La CONTAG (Confédération des travailleurs de l'agriculture), dans ses commentaires communiqués en juin 1994, évoque les causes qu'elle considère être à l'origine de la situation dans les charbonnières du nord de l'Etat de Minas Gerais. Cette organisation cite la concentration de la propriété des terres, l'absence de réforme agraire, la forte pénétration des activités de foresterie et l'absence d'inspection.

La CLAT considère elle aussi que la déforestation a servi de prétexte à divers groupes financiers pour obtenir les importants avantages fiscaux accordés au titre des programmes des organismes financiers internationaux. Le recours à des intermédiaires chargés du déboisement pour le compte de ces groupes a pour effet d'établir une coupure juridique entre les travailleurs et les intérêts économiques en jeu dans le cadre de tels projets. Néanmoins, le travail en servitude dans ce secteur d'activité remonte, à travers un réseau complexe de relations, à d'importants groupes financiers.

DONNÉES FOURNIES:

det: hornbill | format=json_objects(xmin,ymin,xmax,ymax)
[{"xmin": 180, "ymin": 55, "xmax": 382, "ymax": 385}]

EXERCICE: Modifiez le passage sur les charbonnières du Minas Gerais en le reproduisant à partir de « La CONTAG (Confédération » et en continuant jusqu'à « et l'absence d'inspection. », avec « l'absence d'inspection » remplacé par « l'absence de contrôle ».

RÉPONSE ATTENDUE:
La CONTAG (Confédération des travailleurs de l'agriculture), dans ses commentaires communiqués en juin 1994, évoque les causes qu'elle considère être à l'origine de la situation dans les charbonnières du nord de l'Etat de Minas Gerais. Cette organisation cite la concentration de la propriété des terres, l'absence de réforme agraire, la forte pénétration des activités de foresterie et l'absence de contrôle.